(Natural language region descriptions)
....
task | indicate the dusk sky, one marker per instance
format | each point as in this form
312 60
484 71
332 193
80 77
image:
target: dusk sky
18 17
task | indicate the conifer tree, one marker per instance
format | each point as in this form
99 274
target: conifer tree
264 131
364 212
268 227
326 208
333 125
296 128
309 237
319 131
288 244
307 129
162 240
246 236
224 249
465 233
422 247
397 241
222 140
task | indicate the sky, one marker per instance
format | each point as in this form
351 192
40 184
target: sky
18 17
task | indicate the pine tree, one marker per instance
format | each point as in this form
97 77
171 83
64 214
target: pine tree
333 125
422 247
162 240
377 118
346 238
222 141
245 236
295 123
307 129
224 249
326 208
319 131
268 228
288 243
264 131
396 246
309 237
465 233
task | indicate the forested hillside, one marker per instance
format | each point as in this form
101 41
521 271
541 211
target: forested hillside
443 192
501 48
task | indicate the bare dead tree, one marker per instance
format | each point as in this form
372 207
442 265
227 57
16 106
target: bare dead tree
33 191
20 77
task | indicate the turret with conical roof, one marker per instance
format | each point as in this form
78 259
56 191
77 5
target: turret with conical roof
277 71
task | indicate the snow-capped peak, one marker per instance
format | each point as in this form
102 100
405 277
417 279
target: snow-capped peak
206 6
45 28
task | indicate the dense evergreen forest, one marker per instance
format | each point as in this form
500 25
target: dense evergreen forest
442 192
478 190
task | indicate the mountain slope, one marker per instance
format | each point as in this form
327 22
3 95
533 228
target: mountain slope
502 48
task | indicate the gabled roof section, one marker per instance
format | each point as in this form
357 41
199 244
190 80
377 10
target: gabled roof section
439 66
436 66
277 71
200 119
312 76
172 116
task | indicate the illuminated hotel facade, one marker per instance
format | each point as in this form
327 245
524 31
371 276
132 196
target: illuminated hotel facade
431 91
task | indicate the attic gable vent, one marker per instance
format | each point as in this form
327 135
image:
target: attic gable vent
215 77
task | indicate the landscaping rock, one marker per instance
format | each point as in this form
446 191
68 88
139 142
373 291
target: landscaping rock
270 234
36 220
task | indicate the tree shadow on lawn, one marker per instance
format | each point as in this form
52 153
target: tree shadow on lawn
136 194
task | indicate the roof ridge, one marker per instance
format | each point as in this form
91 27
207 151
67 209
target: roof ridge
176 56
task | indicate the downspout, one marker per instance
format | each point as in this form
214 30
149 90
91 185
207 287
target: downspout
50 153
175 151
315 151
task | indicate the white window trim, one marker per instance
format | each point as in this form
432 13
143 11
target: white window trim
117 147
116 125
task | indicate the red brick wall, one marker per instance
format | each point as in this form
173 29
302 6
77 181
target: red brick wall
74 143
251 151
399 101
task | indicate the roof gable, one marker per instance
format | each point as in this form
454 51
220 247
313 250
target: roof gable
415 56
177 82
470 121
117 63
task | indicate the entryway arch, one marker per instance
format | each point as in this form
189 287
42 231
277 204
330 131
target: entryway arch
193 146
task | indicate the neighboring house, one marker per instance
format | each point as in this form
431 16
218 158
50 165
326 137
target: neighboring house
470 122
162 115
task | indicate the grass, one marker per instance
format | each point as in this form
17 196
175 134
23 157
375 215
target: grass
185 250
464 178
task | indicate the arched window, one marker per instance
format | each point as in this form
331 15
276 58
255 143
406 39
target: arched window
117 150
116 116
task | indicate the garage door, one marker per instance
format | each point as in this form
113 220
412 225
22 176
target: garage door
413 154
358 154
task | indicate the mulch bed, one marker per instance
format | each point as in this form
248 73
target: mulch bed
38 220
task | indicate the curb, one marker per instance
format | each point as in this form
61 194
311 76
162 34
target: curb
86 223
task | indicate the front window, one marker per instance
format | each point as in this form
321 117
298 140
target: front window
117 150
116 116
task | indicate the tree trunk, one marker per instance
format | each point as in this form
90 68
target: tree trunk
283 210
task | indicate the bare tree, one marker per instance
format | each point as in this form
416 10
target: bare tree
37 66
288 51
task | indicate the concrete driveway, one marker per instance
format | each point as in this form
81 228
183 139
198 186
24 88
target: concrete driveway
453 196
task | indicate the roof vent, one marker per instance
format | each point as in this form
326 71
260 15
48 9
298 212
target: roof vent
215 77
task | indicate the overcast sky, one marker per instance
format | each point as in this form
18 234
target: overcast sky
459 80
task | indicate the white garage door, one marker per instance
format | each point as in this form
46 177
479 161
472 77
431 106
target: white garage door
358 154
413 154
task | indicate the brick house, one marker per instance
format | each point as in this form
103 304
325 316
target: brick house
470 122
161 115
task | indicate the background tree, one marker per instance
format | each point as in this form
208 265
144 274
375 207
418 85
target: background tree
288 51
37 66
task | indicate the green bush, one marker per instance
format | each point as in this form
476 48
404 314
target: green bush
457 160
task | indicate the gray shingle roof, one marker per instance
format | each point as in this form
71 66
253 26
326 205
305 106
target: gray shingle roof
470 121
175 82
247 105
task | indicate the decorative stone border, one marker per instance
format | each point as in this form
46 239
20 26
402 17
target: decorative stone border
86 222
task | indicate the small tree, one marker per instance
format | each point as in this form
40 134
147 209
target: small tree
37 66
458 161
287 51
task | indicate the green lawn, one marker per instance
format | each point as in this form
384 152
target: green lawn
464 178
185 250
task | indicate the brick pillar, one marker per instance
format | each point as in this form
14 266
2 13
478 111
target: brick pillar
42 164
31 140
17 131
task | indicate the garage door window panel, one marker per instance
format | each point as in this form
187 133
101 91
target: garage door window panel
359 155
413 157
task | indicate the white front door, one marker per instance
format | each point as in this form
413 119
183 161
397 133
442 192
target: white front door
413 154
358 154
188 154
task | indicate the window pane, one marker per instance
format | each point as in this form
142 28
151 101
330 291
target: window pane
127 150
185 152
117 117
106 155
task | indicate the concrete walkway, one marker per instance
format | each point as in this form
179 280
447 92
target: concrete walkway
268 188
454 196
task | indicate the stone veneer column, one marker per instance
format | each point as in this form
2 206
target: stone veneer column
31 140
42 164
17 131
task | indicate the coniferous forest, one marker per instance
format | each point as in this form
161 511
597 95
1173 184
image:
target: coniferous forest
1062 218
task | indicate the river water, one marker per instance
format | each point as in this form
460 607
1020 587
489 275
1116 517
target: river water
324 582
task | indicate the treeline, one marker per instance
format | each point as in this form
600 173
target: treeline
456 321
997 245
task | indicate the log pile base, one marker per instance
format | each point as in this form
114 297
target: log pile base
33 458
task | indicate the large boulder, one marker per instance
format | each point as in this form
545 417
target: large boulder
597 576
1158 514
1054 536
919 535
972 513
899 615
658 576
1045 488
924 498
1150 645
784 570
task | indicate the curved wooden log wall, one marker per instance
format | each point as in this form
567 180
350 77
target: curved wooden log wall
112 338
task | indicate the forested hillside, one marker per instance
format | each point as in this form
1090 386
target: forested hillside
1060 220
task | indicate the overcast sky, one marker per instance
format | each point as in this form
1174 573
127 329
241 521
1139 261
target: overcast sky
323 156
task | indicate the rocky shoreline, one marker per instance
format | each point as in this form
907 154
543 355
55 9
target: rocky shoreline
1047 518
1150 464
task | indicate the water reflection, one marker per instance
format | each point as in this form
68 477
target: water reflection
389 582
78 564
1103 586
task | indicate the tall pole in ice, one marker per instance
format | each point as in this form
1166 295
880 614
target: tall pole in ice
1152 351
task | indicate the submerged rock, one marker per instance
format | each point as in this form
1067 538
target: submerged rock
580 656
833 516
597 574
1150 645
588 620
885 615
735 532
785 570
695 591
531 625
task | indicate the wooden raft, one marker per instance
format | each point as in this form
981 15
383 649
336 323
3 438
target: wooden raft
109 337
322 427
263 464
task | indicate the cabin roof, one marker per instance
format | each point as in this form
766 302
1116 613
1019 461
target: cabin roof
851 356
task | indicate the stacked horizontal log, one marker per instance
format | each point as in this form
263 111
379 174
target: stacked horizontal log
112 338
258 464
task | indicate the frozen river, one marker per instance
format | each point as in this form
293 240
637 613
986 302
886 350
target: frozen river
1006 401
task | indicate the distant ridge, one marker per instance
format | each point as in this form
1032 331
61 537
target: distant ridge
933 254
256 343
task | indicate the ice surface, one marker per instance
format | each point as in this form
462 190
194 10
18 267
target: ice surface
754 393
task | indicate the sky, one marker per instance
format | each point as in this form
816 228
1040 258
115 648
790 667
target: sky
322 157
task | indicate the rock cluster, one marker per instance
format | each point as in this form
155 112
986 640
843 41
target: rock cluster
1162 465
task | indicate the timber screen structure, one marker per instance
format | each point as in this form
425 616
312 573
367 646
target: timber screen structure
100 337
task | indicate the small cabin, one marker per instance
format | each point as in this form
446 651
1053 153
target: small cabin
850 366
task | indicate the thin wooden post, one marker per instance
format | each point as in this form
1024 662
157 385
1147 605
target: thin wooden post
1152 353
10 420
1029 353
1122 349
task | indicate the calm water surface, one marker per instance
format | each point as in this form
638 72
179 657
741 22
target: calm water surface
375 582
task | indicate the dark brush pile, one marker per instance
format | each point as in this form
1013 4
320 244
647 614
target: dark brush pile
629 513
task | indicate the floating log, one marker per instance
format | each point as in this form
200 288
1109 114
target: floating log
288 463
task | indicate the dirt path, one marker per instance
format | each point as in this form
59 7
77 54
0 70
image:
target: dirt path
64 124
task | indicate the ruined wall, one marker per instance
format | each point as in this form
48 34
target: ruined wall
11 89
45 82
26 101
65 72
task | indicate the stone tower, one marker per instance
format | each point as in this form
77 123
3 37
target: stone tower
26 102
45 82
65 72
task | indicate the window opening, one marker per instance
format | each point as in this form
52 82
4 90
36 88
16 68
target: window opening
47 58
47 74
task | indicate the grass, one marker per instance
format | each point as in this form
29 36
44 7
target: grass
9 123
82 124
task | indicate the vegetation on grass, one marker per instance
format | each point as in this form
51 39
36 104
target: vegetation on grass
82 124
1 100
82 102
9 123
....
● **TASK TO COMPLETE**
Each line from the top of the records above through the line containing "task | indicate the pine" needs to be transcribed exactly, and no line after it.

● **SOLUTION**
task | indicate the dusk sky, one marker per instance
format | each point as in this form
312 60
484 71
332 193
80 77
image:
target: dusk sky
18 17
task | indicate the conifer tree, one marker per instance
format | each point as in this form
99 274
target: conifer tree
264 131
364 212
268 227
326 208
333 125
296 128
309 237
319 131
288 244
307 129
162 240
246 236
224 249
465 233
422 247
397 241
222 140
task | indicate the sky, one marker per instance
format | each point as in this form
351 192
40 184
target: sky
18 17
task | indicate the pine tree, one marker per instance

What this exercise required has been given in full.